* [Texte choisi]:

Le Conseil d'Etat vaudois présente au Grand Conseil un plan d'action comprenant 36 mesures pour améliorer et solidifier la place du sport dans le paysage cantonal. Ces mesures font partie du contre-projet à l'initiative populaire nommée «Pour une politique sportive vaudoise ambitieuse!». Ce plan d'action a été élaboré en fonction des retours de la consultation publique et comporte un financement annuel de près de 72 millions de francs au bénéfice du sport vaudois. L'occasion rêvée pour Blick de s'entretenir avec Christelle Luisier, présidente du Conseil d'Etat et cheffe du Département des institutions, du territoire et du sport.

Christelle Luisier, l'Euro 2025 qui arrive va, tout le monde l'espère, faire grandir le nombre de footballeuses dans le canton. Or, aujourd'hui, une petite fille qui habite Gingins, Roche, Corcelles-près-Payerne ou même Lausanne, trouvera un club dans son village ou sa ville, des entraîneures et entraîneurs passionnés, mais pas forcément un terrain ou des vestiaires. Comment y remédier?
La question des infrastructures est en effet centrale et c'est l'une des priorités qui ressort de notre grande consultation. Des sondages ont été effectués auprès des clubs qui révèlent ce que l'on pressentait déjà: des jeunes se retrouvent sur des listes d'attente, que ce soit pour le football ou d'autres sports. Vous parlez des jeunes footballeuses et vous avez particulièrement raison, mais c'est le cas pour le hockey aussi par exemple. Ce sujet est au coeur de nos préoccupations et du contre-projet du Conseil d’Etat puisqu’il fait l’objet de deux crédits-cadres pour un total, sur 6 ans, de 150 millions de subventions pour la construction d’infrastructures à vocation régionale.

Justement, ce contre-projet définitif vient d'être lancé. Pourquoi précisément aujourd'hui?
Il y a plusieurs facteurs. C'est vrai qu'il y a cette initiative dite des «1% pour le sport» dans le canton de Vaud. Et puis, avec le début de la législature, on s'est demandés comment repenser cette politique du sport dans le Canton, à l'aune de cette initiative, mais pas seulement. On ne voulait pas partir d'un montant et s'y tenir, on voulait penser plus large.

L'initiative demandait 100 millions, pourtant.
Avant de dépenser un franc, il faut déjà pouvoir le gagner. Et puis, il y a un point fondamental: la politique sportive relève d'abord du secteur privé, des fédérations, des clubs, des individus, des entreprises pour le sponsoring. Mais nous, le secteur public, avons un rôle prépondérant à jouer en ce qui concerne les infrastructures. Je vais le formuler ainsi: la Commune, le Canton et un peu la Confédération, nous avons un rôle subsidiaire. Par contre, nous pouvons jouer un rôle d'unification.

Comment, précisément?

* [Données fournies]:
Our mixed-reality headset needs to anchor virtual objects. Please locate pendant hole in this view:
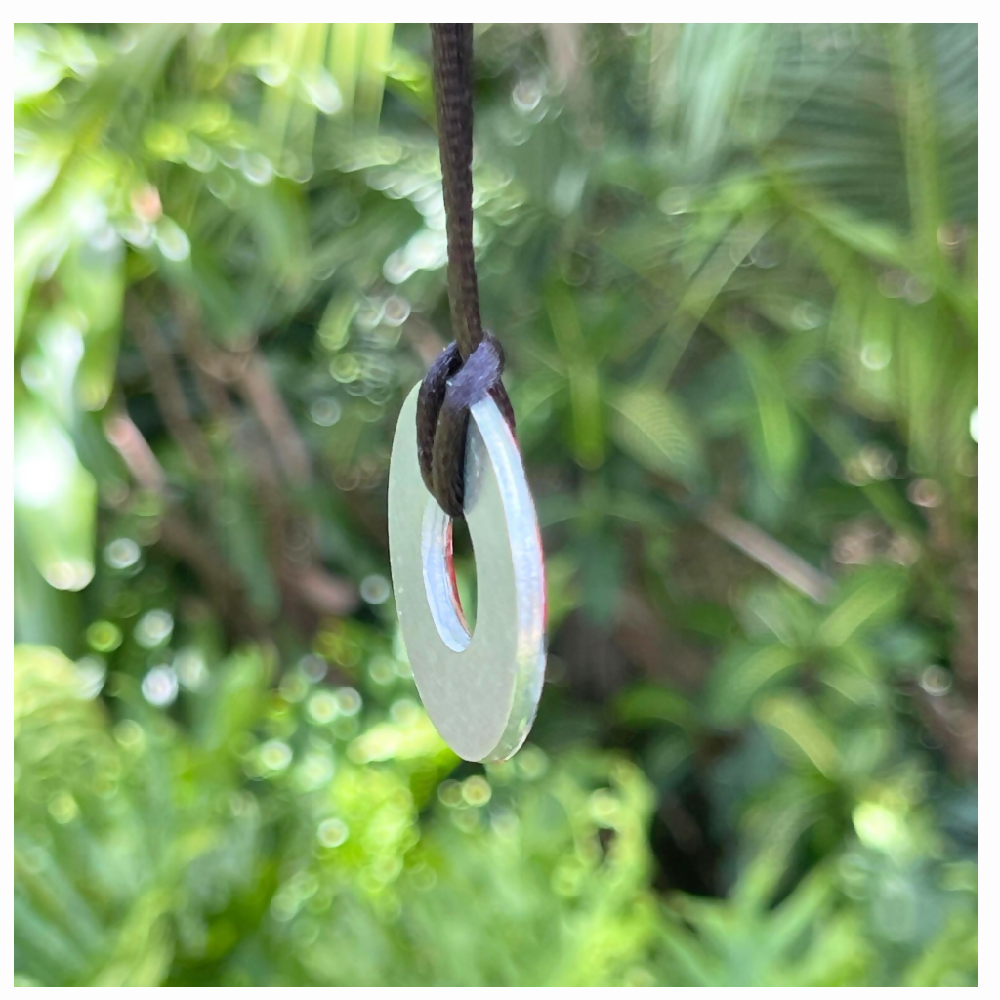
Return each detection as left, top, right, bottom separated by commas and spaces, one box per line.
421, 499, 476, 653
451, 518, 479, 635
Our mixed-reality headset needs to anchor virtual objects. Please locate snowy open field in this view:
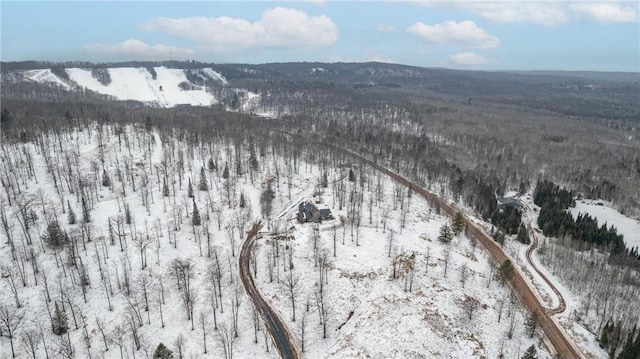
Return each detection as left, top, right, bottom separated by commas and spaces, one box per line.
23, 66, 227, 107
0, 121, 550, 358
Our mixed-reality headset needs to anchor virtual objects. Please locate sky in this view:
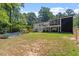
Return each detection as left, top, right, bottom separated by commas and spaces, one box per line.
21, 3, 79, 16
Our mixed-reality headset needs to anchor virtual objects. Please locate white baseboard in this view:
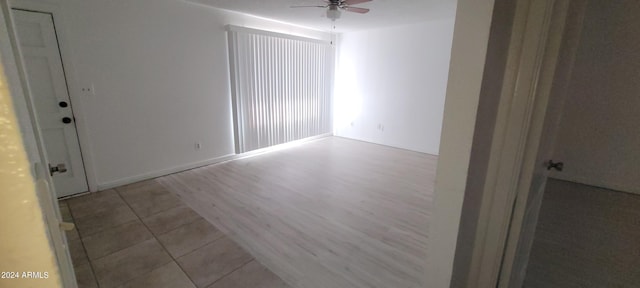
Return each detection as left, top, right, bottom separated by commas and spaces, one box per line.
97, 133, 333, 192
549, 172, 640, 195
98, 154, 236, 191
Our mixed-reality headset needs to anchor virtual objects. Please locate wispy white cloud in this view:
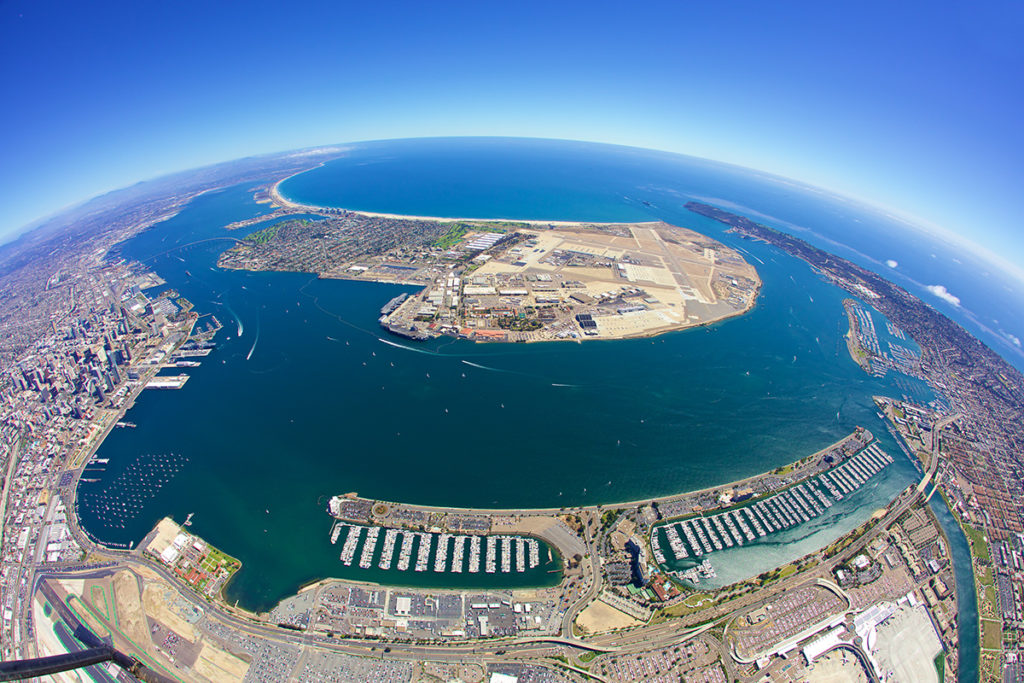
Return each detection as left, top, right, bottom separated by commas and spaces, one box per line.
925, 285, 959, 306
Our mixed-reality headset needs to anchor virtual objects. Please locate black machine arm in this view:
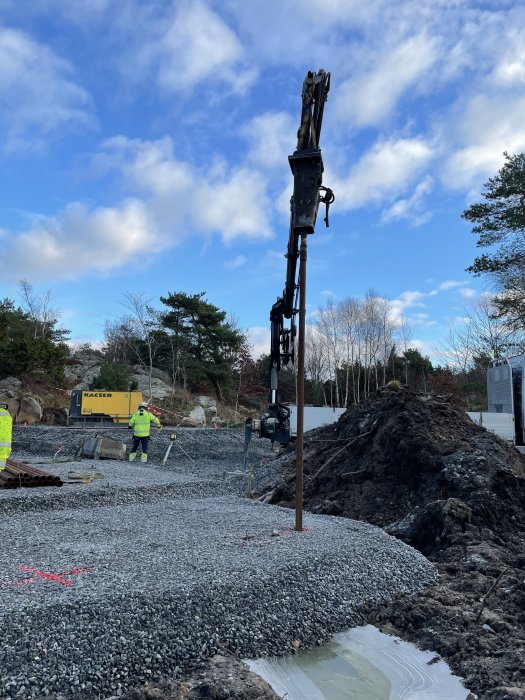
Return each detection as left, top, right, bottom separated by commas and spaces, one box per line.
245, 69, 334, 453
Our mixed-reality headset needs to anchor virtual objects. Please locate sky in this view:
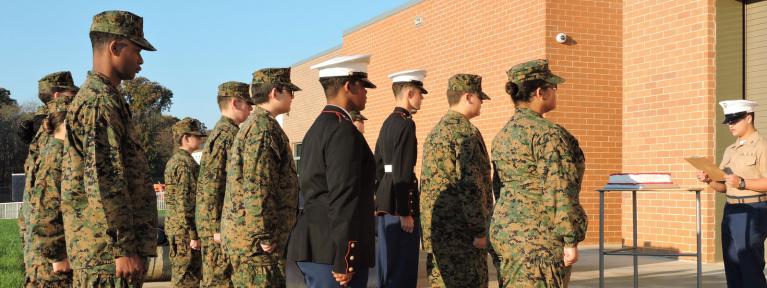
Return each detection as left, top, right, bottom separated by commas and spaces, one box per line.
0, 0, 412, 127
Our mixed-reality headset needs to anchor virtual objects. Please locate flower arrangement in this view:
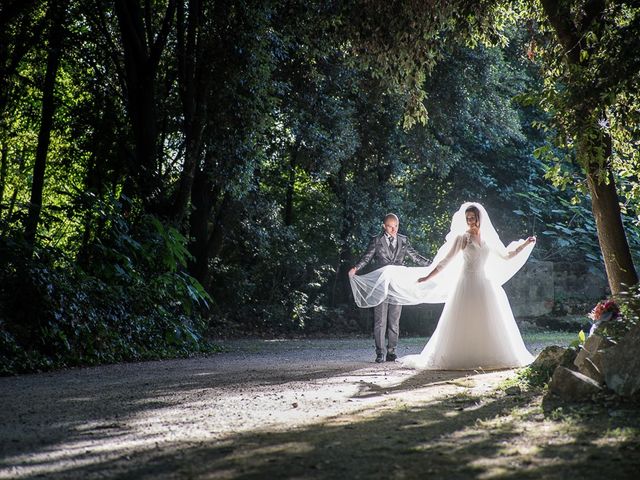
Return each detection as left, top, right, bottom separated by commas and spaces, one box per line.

* [Exercices à faire]:
a – Selon l'entretien sur la politique sportive vaudoise, combien de mesures compte le plan d'action présenté par le Conseil d'Etat au Grand Conseil ?
b – Rédigez la suite de l'entretien sur la politique sportive vaudoise, à partir de sa dernière ligne.

* [Réponses ci-dessous]:
a – Il compte 36 mesures.

b –
Ce que je trouve particulièrement important est de construire cette «maison du sport» de manière transversale. C'est pour cela que la première chose que l'on a voulu mettre sur pied, c'est un concept cantonal de l'activité physique et du sport. Pour une raison toute simple: le sport, c'est un concept plus large que le sport au sens du club et de l'association. Le sport, c'est le mouvement, et il a pris beaucoup d'importance dans la société. Avant, on parlait beaucoup de formation des jeunes...

Ce n'est plus le cas?
Si, c'est une priorité. Mais aujourd'hui, on peut inclure le sport dans les domaines du tourisme, de l'économie, mais aussi de la santé et de l'inclusion. Il y a une nécessité, quand on parle de sport, de travailler de manière transversale. Alors, pour poser les bases de ce concept cantonal, on a réuni tout le monde: les communes, les enseignants, les fédérations, toutes les personnes qui sont en lien avec le sport. Il faut casser les silos. Le sport fait partie de la société.

Dans le canton de Vaud, il fait partie de la politique aussi, avec toutes les institutions qui y ont leur siège. Dont le CIO et l'UEFA, deux des plus puissantes du monde.
Le canton de Vaud est un canton où le sport a de multiples facettes, vous avez raison. Aujourd'hui, nous avons 180'000 personnes qui sont membres d'un de nos 1200 clubs sportifs. 58 fédérations internationales se trouvent sur notre territoire, ce qui représente 800 millions de francs de retombées économiques par année. Cela fait partie de notre éco-système et nous l'avons pleinement pris en compte dans cette «vision 2035» qui regroupe les axes transversaux que sont la santé, l'environnement, l'inclusion et l'intégrité.

Et pour le sport, à proprement parler, quels sont les axes?
Il y en a cinq. Le sport populaire et l'activité physique, l'éducation physique, le sport scolaire et parascolaire, le sport international qui est vraiment une spécificité vaudoise, le sport d'élite et la promotion de la relève, et puis les infrastructures, un thème central comme nous en avons parlé en début de conversation. Notre volonté claire est de subventionner de manière importante les communes ou les clubs qui souhaitent construire des infrastructures d'importance régionale, avec des critères à respecter bien sûr.

Concrètement, comment votre contre-projet va-t-il aider les communes? Prenons un exemple: Suchy n'a pas de vestiaires pour son équipe de foot. Comment le club peut-il profiter de l'aide cantonale?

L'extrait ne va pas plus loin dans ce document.